Features

Look local: Carlisle borders on perfection

Business
Carlisle’s independents are thriving among the UK’s ‘happiest at home’ people. Emma White reports

Carlisle in Cumbria lies at the confluence of the rivers Eden, Caldew and Petteril, 10 miles south of the Scottish border and is located just a mile south of Hadrian’s Wall.

According to a survey of around 25,000 people by the property website Rightmove, the residents of Carlisle are the ‘happiest at home’ in the UK.

Tim Harper, optometrist and co-owner of K France Opticians with fellow optometrist Martin Golden, describes the city as ‘small and brilliant’ with ‘great history’ and beautiful surrounding countryside.

K France Opticians is located in a grade II listed building in the Chatsworth and Portland Squares Conservation area, which Harper says ‘helps to define the practice’ and ‘set it apart from the high street competition’. Due to the independent’s location and proximity to other cities, Golden has supported the Hospital Eye Service with a Cosmetic and Therapeutic Contact Lenses clinic for 29 years. The practice also provides OCT, Corneal Topography and Ortho K lenses. Frames brands include Maui Jim and Silhouette and it has been a Zeiss and Varilux lens specialist for many years.

■ **EXTRACTED DATA**
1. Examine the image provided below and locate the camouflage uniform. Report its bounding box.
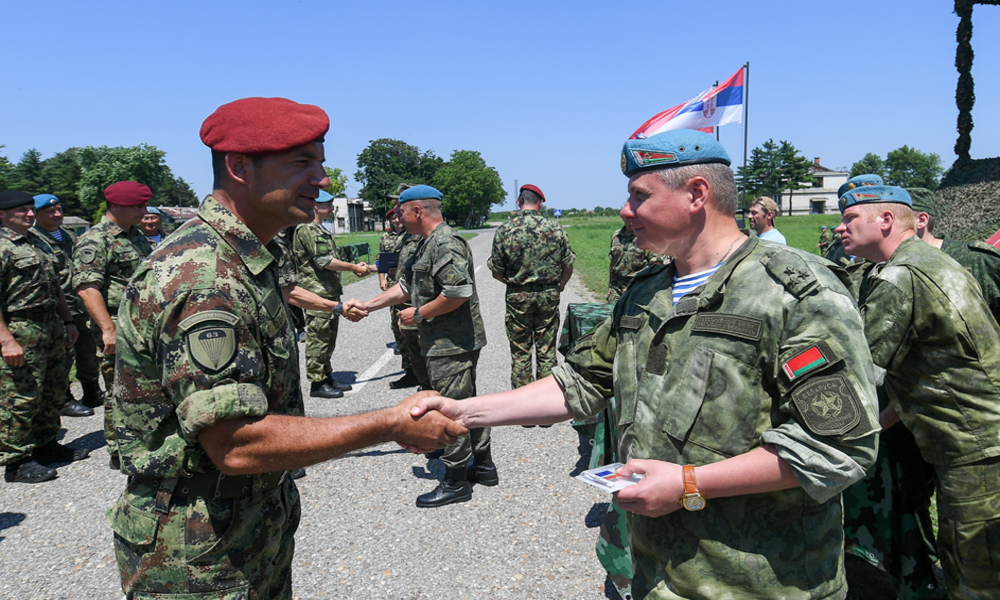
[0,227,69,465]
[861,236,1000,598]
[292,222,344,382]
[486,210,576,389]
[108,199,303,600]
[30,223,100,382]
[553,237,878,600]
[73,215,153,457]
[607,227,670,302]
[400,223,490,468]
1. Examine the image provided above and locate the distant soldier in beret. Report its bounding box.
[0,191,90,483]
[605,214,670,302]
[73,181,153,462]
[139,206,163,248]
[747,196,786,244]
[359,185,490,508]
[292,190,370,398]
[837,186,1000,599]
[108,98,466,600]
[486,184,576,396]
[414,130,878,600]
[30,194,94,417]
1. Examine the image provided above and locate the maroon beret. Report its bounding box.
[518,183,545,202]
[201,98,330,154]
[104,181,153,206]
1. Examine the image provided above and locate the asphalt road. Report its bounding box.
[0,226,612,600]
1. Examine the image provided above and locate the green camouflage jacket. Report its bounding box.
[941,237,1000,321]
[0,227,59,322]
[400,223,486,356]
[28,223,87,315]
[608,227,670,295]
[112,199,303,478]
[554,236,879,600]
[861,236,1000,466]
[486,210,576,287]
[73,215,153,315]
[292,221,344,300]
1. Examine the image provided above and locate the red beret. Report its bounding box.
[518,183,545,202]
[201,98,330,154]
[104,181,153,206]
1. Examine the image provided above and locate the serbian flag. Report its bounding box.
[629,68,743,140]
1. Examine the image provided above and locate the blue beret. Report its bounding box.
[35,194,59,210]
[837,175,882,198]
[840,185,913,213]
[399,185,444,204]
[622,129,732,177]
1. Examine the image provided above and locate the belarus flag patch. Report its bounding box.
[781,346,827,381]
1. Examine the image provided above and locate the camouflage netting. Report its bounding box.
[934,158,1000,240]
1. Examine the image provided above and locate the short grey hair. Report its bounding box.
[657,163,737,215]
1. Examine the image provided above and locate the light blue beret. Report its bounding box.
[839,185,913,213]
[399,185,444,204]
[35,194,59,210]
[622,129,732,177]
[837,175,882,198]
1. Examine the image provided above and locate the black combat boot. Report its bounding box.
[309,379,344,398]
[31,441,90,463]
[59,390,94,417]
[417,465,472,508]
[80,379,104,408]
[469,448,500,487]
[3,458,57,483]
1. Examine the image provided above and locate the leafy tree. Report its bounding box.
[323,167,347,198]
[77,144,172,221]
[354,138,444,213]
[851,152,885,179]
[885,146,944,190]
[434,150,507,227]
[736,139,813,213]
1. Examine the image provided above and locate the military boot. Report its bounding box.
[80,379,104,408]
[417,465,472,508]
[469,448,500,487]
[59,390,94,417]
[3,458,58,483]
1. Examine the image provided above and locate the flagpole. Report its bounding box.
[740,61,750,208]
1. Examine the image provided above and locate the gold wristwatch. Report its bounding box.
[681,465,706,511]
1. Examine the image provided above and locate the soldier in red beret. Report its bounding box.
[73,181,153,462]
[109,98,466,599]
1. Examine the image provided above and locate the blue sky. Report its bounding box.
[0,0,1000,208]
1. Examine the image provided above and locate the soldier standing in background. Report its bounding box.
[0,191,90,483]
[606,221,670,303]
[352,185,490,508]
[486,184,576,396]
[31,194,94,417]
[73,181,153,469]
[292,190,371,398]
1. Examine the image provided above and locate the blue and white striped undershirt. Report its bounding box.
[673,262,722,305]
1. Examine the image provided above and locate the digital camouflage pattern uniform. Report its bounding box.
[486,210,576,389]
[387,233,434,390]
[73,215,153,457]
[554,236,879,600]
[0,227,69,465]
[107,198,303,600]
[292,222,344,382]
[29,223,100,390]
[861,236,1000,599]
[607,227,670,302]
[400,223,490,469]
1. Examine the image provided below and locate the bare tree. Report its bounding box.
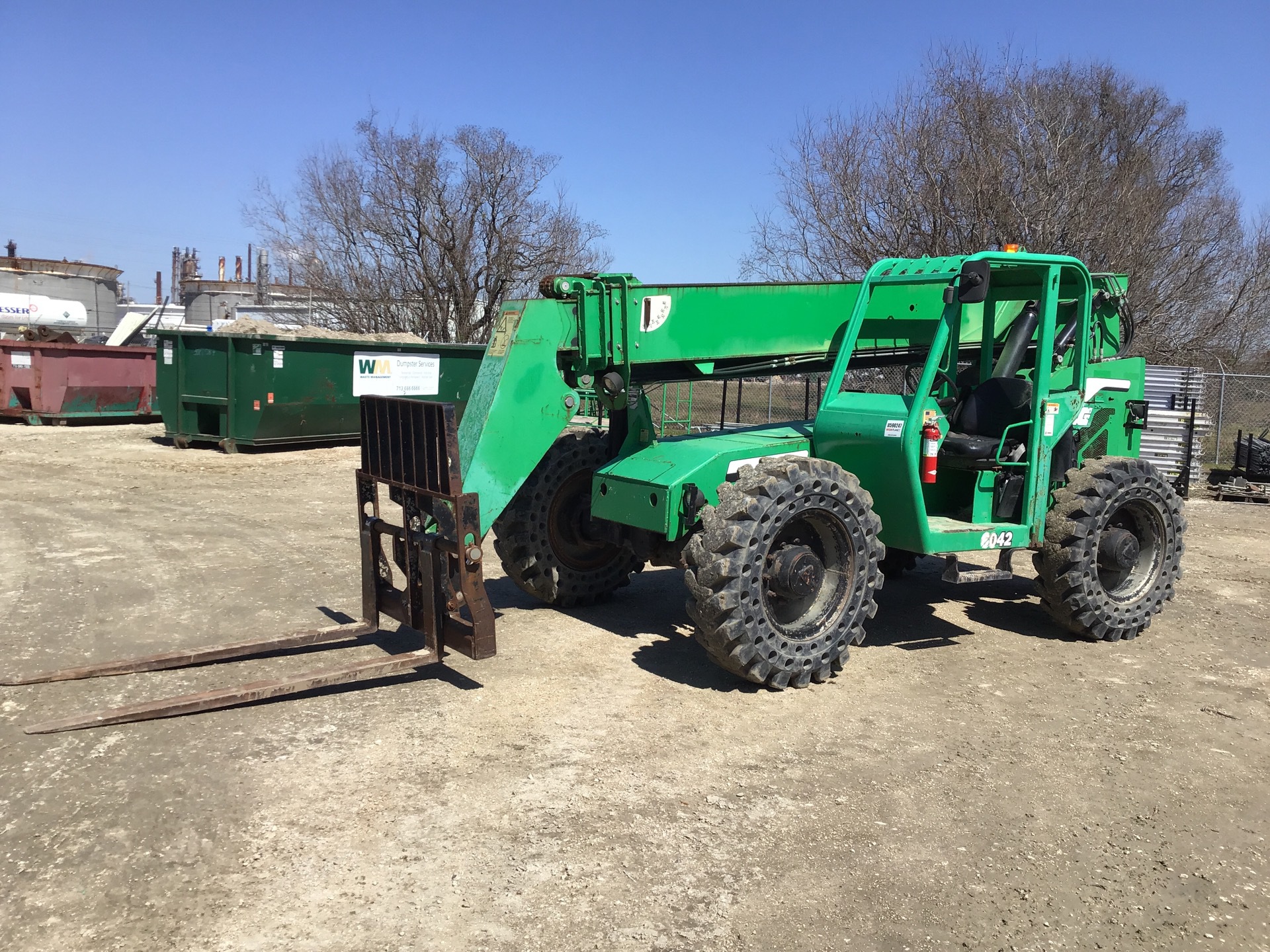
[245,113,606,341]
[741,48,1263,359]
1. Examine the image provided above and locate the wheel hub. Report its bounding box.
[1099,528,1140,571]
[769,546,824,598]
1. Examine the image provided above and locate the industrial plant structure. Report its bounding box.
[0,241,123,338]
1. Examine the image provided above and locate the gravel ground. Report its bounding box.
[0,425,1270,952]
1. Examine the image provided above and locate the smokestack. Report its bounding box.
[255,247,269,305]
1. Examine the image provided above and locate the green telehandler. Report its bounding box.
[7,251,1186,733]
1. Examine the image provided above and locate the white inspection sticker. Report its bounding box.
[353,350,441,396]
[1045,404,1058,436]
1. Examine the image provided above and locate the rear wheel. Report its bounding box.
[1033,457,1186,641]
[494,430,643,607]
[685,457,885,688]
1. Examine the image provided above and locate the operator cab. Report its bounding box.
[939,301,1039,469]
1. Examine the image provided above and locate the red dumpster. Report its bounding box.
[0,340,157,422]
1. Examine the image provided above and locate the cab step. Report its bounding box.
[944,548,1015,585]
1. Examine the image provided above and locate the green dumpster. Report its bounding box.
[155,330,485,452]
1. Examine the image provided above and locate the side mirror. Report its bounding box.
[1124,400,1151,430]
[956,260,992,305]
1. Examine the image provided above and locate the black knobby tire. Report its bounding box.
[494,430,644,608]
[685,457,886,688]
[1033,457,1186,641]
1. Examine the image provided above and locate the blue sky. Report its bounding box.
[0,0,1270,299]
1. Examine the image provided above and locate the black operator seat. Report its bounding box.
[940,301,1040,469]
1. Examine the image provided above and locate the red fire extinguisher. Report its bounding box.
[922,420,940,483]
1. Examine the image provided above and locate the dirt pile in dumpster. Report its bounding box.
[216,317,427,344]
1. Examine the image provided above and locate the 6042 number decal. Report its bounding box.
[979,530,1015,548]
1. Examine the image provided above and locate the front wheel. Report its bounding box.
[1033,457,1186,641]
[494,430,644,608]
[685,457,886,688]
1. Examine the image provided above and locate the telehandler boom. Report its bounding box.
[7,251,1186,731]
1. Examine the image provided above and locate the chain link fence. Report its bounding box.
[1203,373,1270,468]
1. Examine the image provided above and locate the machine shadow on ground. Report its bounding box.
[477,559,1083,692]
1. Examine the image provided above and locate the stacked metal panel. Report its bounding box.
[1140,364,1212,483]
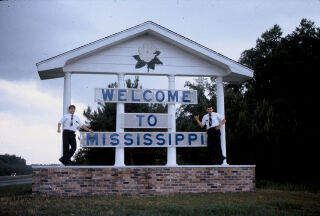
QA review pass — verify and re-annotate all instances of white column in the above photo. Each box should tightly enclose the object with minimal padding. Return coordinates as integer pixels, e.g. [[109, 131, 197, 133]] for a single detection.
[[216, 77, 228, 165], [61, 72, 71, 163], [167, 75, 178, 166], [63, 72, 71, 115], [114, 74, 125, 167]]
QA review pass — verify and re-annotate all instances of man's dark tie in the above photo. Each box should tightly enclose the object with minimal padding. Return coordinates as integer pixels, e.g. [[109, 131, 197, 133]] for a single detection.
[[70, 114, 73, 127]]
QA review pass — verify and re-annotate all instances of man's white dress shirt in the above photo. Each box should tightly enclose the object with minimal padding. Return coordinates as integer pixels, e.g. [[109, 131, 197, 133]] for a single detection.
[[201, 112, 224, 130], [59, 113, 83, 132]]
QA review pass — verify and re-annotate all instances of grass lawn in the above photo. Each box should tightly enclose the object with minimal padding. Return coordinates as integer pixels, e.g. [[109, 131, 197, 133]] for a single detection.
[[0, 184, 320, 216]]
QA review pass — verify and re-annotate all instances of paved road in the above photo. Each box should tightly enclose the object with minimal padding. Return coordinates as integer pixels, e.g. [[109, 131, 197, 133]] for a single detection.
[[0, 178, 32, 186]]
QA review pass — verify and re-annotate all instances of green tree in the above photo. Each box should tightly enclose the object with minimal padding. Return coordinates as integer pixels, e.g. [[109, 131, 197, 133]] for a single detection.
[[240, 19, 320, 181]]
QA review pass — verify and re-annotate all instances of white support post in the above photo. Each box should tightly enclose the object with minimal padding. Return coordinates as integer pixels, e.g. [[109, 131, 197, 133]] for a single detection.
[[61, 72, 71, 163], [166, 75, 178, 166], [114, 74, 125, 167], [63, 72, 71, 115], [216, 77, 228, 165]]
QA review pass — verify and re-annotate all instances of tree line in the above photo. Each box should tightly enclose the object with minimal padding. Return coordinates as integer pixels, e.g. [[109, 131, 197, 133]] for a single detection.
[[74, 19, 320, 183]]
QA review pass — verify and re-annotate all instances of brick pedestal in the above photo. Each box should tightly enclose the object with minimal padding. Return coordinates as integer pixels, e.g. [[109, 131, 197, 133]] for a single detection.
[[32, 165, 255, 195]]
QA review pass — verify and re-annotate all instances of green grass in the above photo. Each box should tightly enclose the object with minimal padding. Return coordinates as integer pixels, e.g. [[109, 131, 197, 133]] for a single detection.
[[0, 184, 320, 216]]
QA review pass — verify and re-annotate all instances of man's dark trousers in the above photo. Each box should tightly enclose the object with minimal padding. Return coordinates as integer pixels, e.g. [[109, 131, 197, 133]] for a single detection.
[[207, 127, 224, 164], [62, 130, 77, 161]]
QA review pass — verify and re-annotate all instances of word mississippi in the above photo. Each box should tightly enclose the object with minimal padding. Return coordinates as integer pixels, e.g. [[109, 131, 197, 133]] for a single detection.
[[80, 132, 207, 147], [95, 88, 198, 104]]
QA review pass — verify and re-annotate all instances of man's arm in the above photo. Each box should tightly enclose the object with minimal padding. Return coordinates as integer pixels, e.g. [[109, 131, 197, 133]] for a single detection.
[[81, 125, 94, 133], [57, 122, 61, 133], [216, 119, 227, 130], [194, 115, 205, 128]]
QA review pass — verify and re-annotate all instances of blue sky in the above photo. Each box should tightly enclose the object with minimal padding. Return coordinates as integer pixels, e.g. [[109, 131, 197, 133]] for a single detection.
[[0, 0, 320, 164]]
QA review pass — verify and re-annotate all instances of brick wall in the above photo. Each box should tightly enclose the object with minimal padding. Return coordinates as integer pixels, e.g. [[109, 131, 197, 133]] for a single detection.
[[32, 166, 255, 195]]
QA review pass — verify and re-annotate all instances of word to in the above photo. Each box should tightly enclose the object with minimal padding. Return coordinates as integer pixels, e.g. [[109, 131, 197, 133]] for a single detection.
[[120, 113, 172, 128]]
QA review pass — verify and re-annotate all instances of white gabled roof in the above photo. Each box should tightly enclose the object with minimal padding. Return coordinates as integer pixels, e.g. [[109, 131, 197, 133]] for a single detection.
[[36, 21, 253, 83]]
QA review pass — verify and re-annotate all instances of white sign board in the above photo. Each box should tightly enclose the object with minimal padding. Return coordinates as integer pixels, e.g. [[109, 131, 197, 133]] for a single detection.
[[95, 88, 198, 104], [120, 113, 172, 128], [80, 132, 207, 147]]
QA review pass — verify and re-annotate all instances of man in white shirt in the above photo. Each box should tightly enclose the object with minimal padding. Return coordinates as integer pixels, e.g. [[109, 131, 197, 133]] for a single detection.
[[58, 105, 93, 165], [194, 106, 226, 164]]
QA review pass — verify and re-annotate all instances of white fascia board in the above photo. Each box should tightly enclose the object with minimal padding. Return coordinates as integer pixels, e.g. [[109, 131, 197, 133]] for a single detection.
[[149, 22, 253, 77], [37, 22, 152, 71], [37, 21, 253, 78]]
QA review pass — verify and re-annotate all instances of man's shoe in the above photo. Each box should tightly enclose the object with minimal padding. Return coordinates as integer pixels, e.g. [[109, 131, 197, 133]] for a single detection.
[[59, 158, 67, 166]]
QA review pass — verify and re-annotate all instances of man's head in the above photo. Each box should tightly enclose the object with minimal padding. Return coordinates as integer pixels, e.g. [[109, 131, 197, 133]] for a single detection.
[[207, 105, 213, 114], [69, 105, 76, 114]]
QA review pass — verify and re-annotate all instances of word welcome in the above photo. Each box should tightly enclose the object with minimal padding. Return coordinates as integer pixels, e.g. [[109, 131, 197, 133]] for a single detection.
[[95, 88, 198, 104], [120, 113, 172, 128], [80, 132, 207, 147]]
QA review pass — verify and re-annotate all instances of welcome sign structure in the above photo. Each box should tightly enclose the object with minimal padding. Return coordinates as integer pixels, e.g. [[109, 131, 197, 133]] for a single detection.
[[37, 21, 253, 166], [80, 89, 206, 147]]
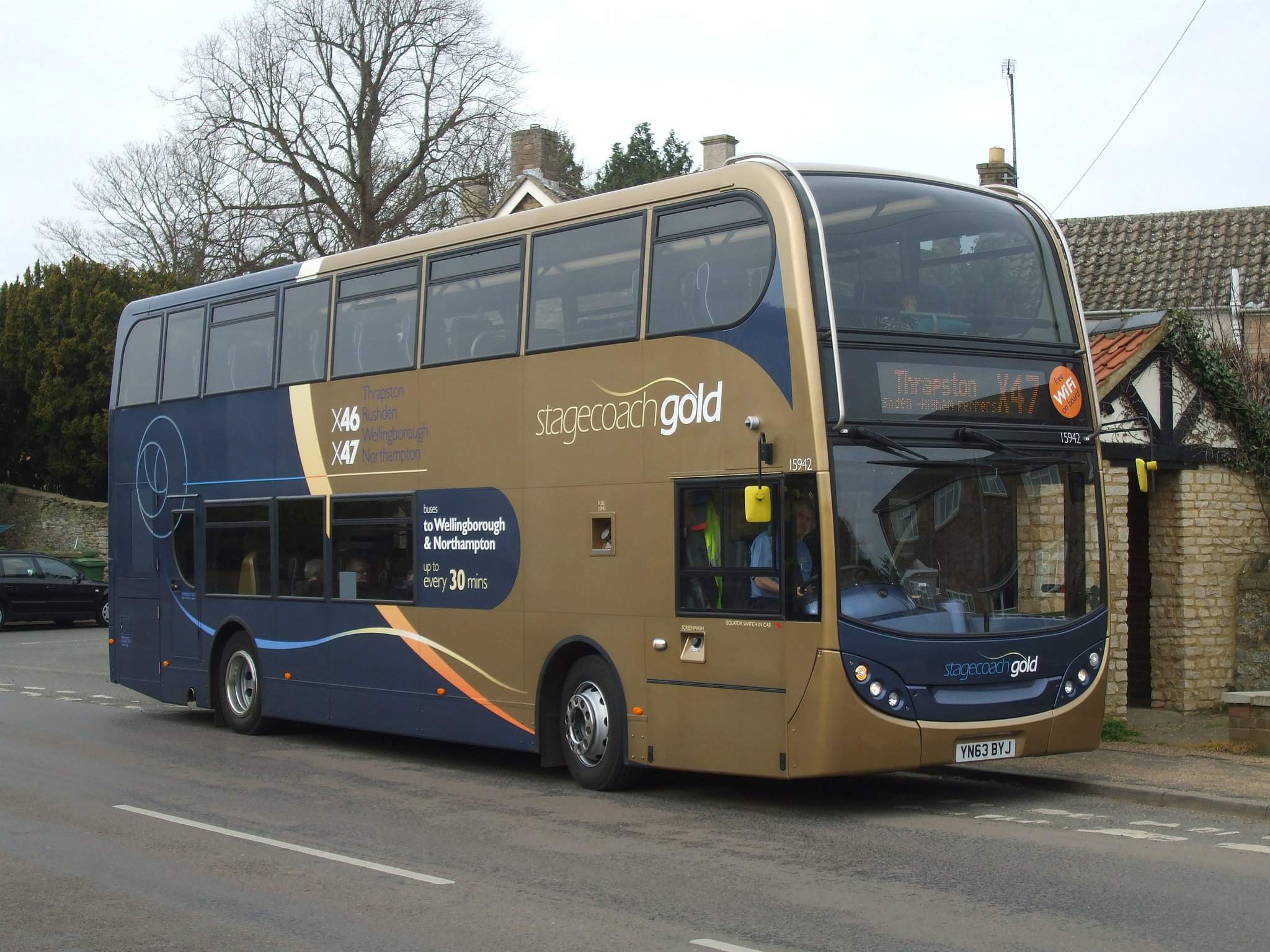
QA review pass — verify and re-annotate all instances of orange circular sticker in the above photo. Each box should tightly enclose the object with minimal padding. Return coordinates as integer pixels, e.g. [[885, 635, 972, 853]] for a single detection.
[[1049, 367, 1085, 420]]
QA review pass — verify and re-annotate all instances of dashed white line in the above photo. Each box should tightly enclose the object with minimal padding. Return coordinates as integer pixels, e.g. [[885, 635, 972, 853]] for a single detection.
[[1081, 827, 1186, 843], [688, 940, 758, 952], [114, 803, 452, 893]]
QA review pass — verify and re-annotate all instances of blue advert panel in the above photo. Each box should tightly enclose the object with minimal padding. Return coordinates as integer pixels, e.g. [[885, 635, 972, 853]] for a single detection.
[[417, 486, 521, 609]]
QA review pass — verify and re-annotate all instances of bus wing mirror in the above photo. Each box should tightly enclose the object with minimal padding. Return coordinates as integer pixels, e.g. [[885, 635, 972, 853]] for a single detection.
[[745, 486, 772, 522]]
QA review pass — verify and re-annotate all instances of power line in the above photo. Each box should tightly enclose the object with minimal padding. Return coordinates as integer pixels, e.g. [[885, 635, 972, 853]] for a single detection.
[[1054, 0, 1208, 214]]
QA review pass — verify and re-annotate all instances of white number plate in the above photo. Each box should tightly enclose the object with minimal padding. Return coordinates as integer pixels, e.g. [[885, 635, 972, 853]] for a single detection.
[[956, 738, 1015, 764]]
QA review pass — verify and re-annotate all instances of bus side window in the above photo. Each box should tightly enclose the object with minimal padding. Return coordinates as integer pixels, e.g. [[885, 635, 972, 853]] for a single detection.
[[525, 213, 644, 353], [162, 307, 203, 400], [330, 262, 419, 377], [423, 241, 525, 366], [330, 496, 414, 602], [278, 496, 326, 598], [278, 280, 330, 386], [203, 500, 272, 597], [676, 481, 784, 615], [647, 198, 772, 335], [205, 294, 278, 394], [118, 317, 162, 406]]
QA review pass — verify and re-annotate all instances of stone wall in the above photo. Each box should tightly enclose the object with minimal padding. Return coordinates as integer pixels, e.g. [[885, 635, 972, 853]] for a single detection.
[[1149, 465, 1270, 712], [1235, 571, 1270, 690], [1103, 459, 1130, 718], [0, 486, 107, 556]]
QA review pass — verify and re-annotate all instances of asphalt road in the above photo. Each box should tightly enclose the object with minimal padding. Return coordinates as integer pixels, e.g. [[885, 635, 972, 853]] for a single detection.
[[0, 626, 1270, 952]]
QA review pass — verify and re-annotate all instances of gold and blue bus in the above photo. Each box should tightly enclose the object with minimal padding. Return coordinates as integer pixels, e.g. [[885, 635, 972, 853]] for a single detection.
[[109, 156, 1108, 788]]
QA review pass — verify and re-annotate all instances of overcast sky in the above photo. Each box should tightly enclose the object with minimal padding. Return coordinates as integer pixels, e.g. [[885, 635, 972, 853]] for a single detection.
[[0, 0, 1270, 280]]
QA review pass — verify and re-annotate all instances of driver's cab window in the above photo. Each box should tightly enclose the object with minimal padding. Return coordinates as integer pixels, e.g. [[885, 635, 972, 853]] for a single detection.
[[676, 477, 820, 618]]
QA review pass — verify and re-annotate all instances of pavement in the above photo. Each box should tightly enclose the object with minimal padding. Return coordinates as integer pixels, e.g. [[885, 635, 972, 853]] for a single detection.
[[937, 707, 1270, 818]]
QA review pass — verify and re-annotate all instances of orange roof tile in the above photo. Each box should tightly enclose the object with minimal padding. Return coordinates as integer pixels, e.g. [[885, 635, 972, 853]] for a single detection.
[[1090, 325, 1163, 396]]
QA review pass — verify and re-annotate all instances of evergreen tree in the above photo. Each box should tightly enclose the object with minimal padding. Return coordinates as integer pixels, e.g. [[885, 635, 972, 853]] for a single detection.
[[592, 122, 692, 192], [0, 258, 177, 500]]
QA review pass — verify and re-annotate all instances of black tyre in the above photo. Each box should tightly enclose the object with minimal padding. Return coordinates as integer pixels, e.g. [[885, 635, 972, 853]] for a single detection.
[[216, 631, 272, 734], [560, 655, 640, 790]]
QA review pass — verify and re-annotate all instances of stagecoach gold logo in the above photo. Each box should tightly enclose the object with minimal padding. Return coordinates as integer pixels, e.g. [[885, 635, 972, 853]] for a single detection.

■ **PARTS OF THE EXERCISE**
1 - According to the article about Carlisle, which three rivers meet at the city?
2 - Quote the article about Carlisle from "Tim Harper, optometrist" up to and including "beautiful surrounding countryside.".
3 - Extend the article about Carlisle's independent businesses, picking up after its final sentence.

■ **ANSWERS TO THE PROBLEMS**
1 - The Eden, Caldew and Petteril.

2 -
Tim Harper, optometrist and co-owner of K France Opticians with fellow optometrist Martin Golden, describes the city as ‘small and brilliant’ with ‘great history’ and beautiful surrounding countryside.

3 -
Harper, Golden and their team marked the practice’s 50th anniversary last year with afternoon tea and a 1966 quiz with their long-standing customers.

Dolores Marshall, owner of Dolores Marshall Opticians in the city centre, says: ‘Although we are in a central location, we are still a community practice and we pride ourselves on knowing our patients as individuals. We see a mix of all ages, a lot of families and generations of families from babies to grandparents.’ Marshall describes Carlisle as more of a ‘friendly town’ than a big city. ‘We meet a lot of our patients out and about and we support local community events,’ she says. The practice, comprising one optometrist, two dispensing opticians and two receptionists, supplies brands such as Ray Ban, Oakley, Silhouette, as well as specialist sport and occupational frames.

Family-run independent D&D McWilliams, located in the Carlisle suburb of Stanwix, also supports the local community by running fun days and raffles and it currently backs Guide Dogs for the Blind. Director and dispensing optician Beth McWilliams describes the locals as friendly and welcoming, many of which come from the surrounding farming community. Multifocal contact lenses are in high demand at the practice, which McWilliams attributes to customers moving across from the multiples as they take ‘more chair time to fit’. Launched 15 years ago, the practice has recently doubled in size to meet demand. ‘We offer a very detailed eye test and a wide selection of frames from Ray-Ban to Ted Baker and people come to us for that reason,’ she adds.

Who’s in town

Total: 9

Independents: 6

Multiples: 3

Average costs

Prices of an eye examination range from £19 to £27. The average cost is £24.22

Population

Carlisle population: 108,400 (ONS, 2011)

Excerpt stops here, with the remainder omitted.